*** Records supplied ***

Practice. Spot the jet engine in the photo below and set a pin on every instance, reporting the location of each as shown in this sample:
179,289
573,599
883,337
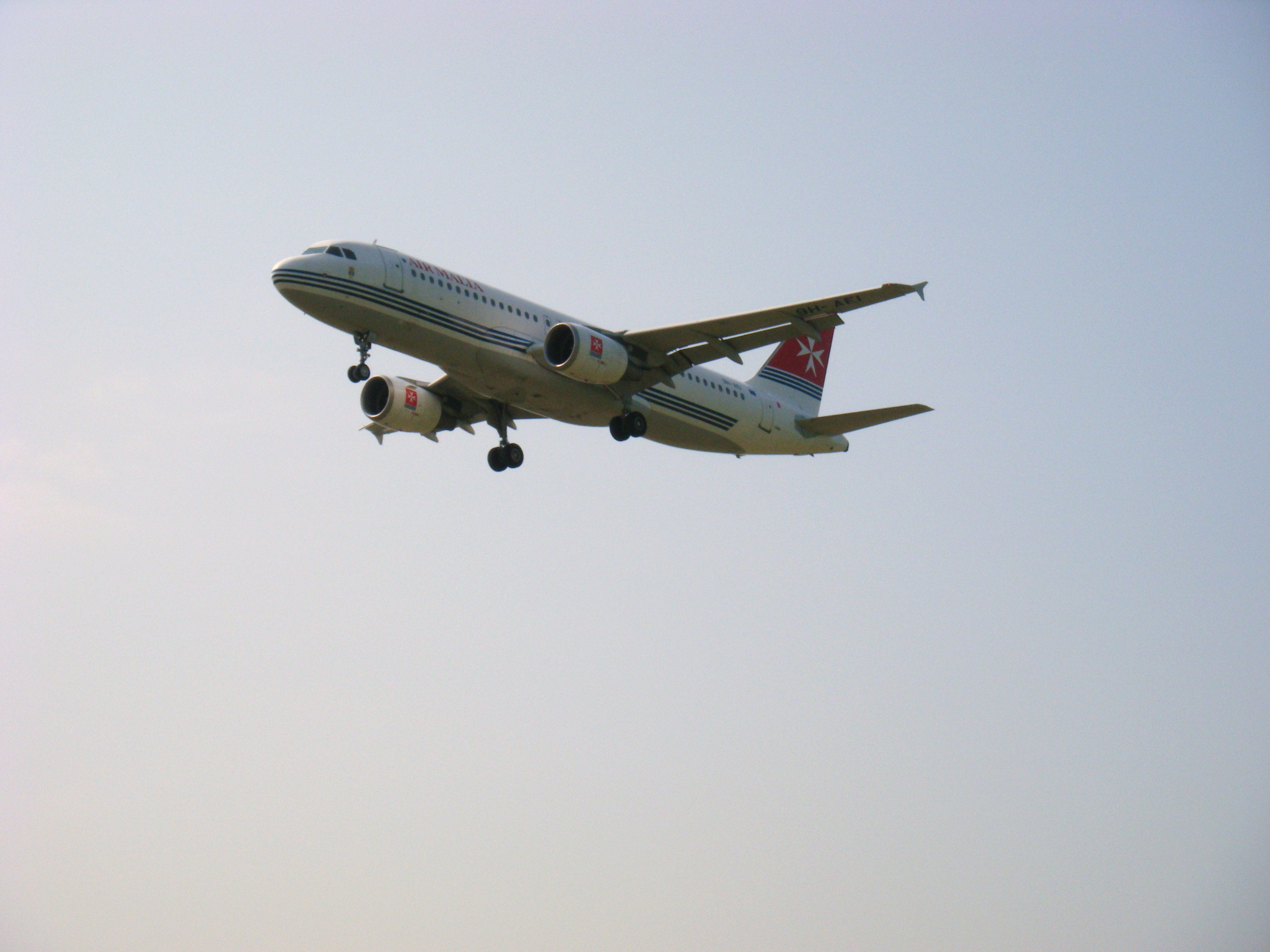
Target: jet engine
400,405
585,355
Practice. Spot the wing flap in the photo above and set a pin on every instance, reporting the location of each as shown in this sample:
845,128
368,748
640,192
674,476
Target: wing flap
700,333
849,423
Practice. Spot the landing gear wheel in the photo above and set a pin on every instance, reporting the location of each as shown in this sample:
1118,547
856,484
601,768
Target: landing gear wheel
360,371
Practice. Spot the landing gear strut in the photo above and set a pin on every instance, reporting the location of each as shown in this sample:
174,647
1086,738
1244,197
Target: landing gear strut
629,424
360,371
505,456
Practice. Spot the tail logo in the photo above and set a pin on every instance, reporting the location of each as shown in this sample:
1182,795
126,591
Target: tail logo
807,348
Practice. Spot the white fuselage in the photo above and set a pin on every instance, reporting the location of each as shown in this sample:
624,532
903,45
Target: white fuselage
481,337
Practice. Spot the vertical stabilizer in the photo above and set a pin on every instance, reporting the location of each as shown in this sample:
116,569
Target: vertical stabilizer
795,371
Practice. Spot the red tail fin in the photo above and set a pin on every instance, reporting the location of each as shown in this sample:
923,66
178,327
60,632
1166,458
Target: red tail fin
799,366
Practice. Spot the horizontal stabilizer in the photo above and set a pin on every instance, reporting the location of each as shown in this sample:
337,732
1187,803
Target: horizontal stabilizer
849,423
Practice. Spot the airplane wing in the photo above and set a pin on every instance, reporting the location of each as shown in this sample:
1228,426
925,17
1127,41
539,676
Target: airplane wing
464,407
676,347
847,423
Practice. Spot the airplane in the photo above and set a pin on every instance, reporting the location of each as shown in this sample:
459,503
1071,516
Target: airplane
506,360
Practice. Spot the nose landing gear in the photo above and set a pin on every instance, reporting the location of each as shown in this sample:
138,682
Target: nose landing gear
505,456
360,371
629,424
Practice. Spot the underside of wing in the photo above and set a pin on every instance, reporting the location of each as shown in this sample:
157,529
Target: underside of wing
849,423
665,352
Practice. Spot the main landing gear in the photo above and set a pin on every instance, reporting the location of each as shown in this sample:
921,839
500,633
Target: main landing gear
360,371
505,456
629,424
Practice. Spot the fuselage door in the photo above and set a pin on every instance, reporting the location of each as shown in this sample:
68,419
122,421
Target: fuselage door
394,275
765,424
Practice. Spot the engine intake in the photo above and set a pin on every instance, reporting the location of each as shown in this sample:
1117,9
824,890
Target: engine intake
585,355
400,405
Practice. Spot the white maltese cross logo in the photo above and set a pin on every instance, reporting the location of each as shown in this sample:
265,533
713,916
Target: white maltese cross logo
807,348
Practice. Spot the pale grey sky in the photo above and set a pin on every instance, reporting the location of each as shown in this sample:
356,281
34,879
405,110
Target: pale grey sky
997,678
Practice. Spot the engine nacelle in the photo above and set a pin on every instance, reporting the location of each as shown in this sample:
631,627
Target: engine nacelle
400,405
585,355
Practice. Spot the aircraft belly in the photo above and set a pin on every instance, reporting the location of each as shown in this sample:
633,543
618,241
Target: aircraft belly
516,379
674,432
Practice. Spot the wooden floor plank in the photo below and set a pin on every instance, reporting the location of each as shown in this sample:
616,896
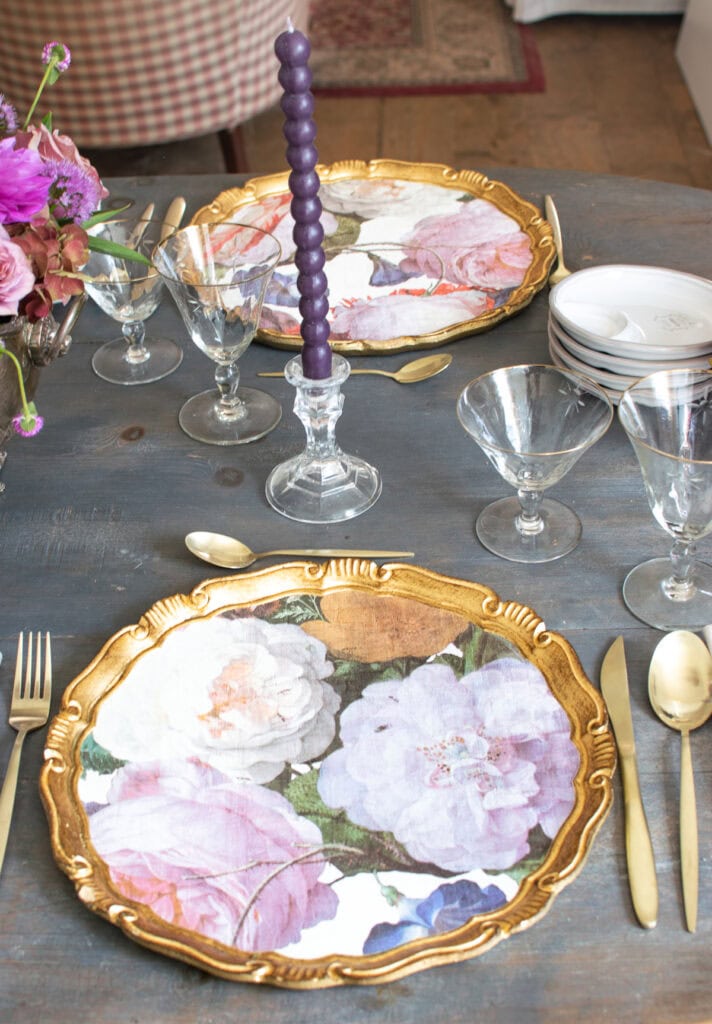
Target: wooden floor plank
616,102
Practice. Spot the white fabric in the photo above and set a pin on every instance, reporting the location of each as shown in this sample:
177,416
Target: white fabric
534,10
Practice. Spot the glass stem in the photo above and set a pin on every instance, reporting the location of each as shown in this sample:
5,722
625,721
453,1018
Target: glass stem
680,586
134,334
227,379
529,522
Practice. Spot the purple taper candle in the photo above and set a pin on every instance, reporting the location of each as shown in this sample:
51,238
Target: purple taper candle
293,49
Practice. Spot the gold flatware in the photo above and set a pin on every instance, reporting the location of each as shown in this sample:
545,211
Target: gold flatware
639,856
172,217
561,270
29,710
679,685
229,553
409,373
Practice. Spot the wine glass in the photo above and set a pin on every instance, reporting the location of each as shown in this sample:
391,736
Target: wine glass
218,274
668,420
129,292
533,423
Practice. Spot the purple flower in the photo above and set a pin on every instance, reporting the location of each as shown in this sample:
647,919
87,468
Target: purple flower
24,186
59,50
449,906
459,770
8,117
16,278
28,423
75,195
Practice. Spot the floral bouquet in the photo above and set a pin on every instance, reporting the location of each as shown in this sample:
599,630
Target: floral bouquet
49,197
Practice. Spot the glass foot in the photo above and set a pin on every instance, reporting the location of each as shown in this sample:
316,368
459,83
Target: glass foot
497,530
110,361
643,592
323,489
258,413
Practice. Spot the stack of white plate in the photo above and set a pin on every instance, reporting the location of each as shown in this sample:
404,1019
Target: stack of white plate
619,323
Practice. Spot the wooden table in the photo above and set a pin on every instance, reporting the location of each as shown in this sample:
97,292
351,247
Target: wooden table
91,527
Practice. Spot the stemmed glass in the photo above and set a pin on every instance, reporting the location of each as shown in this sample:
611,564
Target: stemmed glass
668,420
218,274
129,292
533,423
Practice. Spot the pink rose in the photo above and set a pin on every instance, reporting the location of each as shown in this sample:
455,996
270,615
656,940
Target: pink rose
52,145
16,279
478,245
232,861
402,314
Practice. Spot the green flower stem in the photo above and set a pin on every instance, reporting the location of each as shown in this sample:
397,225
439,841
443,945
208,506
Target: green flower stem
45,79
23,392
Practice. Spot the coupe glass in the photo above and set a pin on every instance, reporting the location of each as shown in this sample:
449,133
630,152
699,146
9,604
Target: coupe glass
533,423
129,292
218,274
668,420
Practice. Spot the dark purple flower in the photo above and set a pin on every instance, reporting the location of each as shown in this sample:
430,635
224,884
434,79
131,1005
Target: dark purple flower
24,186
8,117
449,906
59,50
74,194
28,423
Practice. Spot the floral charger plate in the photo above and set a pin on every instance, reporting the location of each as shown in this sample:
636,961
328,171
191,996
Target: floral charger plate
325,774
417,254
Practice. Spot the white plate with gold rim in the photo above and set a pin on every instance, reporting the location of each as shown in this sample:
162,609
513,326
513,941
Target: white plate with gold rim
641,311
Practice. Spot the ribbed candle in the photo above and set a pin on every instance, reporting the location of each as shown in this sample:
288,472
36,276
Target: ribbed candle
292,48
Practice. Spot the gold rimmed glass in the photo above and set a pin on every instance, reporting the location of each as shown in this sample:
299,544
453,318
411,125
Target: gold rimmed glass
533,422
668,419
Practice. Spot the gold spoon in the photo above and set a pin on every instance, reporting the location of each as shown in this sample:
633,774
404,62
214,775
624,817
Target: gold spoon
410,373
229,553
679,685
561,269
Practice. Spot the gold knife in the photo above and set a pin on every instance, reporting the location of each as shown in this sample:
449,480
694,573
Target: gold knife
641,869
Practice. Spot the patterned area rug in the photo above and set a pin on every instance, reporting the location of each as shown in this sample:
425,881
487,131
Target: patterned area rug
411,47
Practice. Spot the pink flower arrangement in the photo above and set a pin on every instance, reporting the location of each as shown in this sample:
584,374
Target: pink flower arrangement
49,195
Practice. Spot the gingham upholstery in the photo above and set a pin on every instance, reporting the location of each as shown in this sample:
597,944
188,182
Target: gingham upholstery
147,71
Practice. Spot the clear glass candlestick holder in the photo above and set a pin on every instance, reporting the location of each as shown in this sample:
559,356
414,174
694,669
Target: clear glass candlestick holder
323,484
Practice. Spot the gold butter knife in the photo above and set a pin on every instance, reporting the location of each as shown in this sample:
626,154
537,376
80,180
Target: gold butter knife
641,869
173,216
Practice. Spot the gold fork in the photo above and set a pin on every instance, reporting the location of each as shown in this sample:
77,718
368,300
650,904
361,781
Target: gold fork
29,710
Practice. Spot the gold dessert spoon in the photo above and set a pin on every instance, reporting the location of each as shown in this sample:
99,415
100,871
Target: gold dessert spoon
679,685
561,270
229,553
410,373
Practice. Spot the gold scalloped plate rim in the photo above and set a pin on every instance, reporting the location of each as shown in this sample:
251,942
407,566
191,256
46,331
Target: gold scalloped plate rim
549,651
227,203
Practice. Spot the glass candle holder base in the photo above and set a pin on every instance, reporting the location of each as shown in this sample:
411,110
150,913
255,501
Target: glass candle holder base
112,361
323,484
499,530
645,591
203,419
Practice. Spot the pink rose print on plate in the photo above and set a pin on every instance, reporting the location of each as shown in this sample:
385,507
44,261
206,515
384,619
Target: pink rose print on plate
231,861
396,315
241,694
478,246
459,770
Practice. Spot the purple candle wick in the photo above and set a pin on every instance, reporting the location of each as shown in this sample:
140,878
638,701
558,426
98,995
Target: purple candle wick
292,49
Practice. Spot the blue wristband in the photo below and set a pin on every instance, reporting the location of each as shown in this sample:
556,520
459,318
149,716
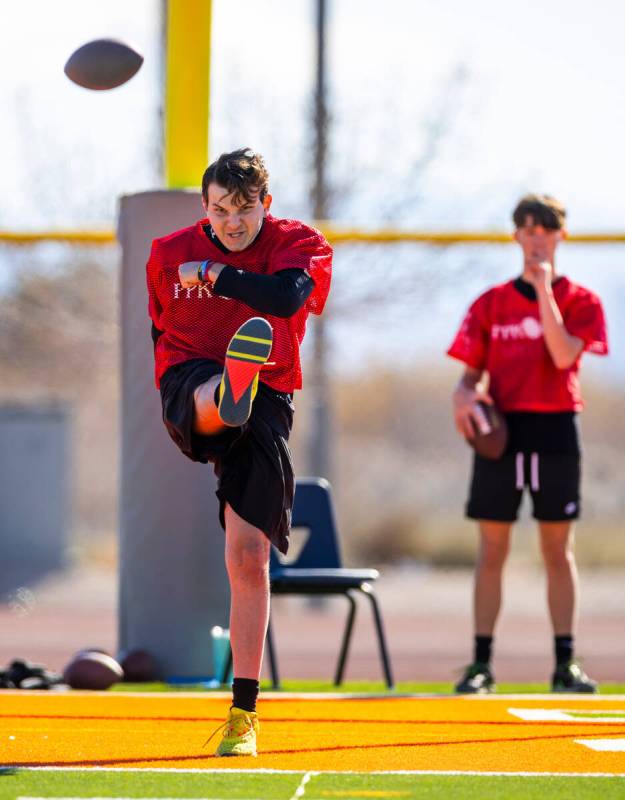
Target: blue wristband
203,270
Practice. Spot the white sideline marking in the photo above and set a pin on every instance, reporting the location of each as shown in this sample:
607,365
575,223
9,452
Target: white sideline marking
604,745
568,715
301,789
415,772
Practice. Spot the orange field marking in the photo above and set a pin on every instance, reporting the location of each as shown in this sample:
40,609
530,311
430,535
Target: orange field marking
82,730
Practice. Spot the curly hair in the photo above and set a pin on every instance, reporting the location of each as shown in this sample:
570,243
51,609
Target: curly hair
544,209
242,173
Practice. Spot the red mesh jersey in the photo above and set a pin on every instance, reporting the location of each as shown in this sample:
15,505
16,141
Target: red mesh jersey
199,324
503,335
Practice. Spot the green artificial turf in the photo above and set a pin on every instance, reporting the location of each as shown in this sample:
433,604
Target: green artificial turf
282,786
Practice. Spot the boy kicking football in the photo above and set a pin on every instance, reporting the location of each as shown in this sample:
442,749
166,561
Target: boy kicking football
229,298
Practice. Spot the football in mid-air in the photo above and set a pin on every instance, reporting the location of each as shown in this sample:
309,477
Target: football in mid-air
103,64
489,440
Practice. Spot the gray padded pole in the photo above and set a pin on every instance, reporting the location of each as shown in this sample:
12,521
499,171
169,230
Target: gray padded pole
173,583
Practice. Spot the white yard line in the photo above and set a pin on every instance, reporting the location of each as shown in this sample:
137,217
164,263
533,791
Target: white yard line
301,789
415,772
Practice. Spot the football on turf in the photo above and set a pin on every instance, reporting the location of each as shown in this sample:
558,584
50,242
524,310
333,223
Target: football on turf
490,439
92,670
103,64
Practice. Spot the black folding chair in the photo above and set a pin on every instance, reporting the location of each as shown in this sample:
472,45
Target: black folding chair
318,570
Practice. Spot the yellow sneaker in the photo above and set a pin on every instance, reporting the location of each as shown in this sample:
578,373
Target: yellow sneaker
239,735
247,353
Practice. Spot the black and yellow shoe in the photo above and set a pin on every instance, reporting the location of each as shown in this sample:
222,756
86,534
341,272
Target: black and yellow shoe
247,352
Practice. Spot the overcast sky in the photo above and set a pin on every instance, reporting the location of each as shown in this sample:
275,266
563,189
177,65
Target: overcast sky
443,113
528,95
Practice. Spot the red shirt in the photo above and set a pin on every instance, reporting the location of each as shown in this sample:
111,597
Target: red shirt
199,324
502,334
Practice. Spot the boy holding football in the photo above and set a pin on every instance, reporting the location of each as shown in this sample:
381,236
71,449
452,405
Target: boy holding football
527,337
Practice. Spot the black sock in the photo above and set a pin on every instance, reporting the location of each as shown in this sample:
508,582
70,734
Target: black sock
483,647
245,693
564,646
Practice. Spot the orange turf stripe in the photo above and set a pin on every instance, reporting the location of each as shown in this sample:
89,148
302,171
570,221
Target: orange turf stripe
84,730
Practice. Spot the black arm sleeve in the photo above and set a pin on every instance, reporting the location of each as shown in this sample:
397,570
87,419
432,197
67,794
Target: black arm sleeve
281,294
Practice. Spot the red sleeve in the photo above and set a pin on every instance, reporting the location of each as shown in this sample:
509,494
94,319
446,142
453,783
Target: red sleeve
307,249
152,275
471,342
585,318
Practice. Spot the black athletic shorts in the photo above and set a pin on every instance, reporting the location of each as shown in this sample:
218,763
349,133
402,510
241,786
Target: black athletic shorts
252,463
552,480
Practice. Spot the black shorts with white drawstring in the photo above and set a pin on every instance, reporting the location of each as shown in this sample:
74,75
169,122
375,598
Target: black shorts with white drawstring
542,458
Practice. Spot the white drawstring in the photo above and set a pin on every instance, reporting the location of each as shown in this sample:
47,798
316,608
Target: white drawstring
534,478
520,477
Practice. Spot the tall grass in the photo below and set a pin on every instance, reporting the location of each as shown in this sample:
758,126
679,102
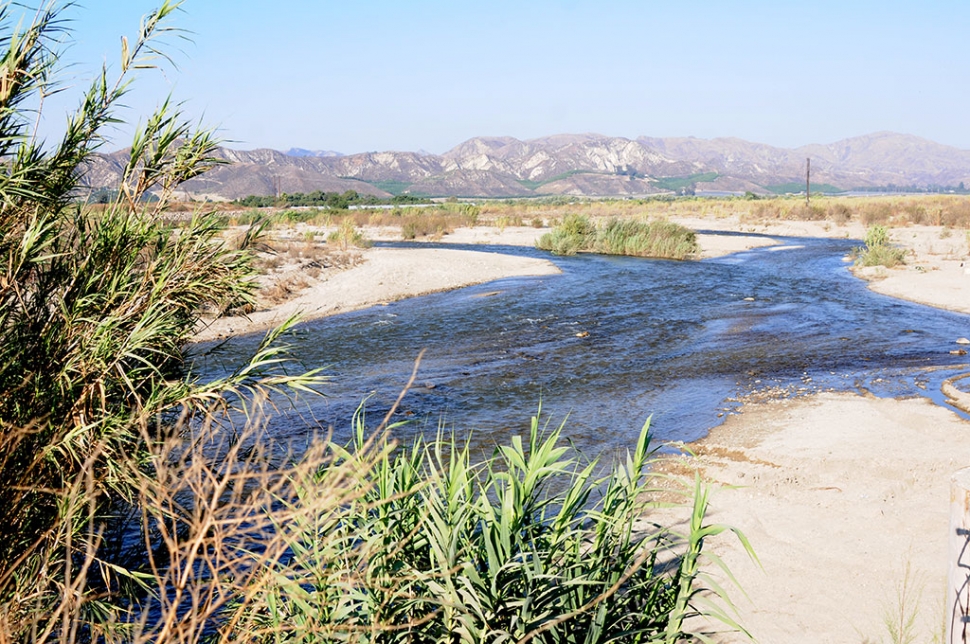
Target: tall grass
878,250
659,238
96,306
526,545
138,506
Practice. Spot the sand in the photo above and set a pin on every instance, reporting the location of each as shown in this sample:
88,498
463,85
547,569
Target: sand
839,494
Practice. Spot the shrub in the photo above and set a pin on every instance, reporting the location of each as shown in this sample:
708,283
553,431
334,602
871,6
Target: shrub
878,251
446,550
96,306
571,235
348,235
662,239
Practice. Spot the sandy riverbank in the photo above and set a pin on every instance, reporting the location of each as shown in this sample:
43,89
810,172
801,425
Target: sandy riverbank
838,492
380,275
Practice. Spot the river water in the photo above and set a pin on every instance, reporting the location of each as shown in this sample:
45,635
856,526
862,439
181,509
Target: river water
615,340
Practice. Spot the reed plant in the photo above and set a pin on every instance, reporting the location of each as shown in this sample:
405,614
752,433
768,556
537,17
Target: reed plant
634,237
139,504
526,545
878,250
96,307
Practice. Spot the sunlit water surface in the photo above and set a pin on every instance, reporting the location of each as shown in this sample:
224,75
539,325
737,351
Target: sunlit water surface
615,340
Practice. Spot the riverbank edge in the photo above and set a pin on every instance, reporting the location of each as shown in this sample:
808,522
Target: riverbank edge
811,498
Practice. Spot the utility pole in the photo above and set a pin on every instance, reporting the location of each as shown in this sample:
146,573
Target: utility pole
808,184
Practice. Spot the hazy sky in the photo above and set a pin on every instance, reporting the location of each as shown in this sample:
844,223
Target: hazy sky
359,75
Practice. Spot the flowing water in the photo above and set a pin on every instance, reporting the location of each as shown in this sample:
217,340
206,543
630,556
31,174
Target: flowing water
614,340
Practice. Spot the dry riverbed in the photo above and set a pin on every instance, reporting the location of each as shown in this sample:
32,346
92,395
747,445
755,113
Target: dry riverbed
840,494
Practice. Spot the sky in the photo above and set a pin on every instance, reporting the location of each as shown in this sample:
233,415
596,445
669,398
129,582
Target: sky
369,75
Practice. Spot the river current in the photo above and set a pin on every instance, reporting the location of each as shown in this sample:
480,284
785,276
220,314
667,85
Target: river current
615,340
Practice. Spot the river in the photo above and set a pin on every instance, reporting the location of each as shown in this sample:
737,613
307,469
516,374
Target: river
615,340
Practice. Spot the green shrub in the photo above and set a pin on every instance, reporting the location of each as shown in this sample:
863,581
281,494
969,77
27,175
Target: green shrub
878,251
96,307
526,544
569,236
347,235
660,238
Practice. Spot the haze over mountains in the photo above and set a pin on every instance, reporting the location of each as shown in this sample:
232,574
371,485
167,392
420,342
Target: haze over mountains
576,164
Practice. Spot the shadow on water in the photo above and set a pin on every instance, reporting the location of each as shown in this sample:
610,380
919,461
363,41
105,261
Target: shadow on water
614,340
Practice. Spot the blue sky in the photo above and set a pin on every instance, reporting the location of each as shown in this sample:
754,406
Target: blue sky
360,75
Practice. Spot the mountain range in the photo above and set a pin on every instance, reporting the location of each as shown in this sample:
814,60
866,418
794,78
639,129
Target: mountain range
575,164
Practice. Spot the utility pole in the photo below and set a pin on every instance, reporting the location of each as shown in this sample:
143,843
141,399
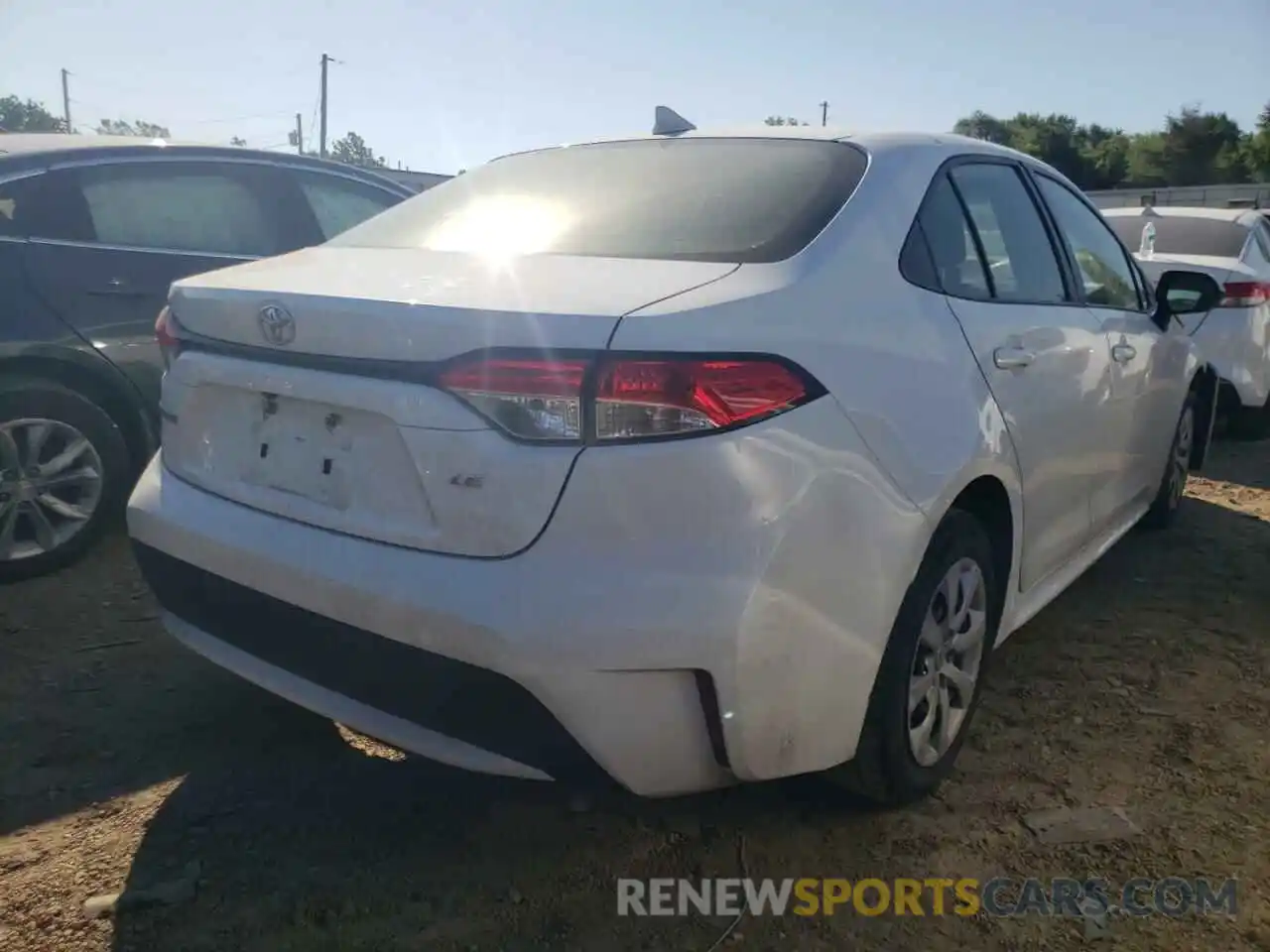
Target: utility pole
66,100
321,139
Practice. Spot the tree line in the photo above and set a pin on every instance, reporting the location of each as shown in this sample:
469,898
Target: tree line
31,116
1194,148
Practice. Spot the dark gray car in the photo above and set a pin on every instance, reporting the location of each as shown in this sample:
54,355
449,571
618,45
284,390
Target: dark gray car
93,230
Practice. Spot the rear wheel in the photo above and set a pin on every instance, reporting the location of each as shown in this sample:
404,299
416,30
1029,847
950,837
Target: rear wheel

***

> [Problem requirements]: Rewrite the rows as a Markdown table with the columns Row and Line, one numbered line per table row. Begin at the line that contains "Practice. Spot the mountain" and stop after the last line of the rows, skipping blank lines and leaving the pictures out.

> [Worked solution]:
| Row | Line |
|---|---|
| 1 | Practice. Spot the mountain range in the photo above and set a pin on every instance, reporting the location of each as shown in this sample: |
| 2 | 814,60 |
| 3 | 866,418 |
| 4 | 794,78 |
| 5 | 639,129 |
| 6 | Target: mountain range |
| 7 | 575,164 |
| 8 | Practice. Spot the utility pole in the photo below and set a pin on every instance, reporting the location of each as shown in this sample: |
| 9 | 143,843 |
| 10 | 141,399 |
| 11 | Target: utility pole |
| 12 | 66,100 |
| 13 | 321,139 |
| 14 | Practice. Spot the tree line in the photo above and set a pin on every instance, reporting the location of each as shown in this sample: |
| 15 | 469,898 |
| 16 | Target: tree line |
| 17 | 31,116 |
| 18 | 1194,148 |
| 19 | Practice. Spot the dark gray car in the photo above and set a pin on every instance, reporting the location of each as shown in this sample: |
| 20 | 54,355 |
| 21 | 449,571 |
| 22 | 618,45 |
| 23 | 284,390 |
| 24 | Target: dark gray car |
| 25 | 93,230 |
| 26 | Practice. Spot the rear wheel in the photo above and set a pin on every instance, reporting the location of each as shown in this sample: |
| 27 | 404,299 |
| 28 | 416,30 |
| 29 | 1029,847 |
| 30 | 950,837 |
| 31 | Target: rear wheel |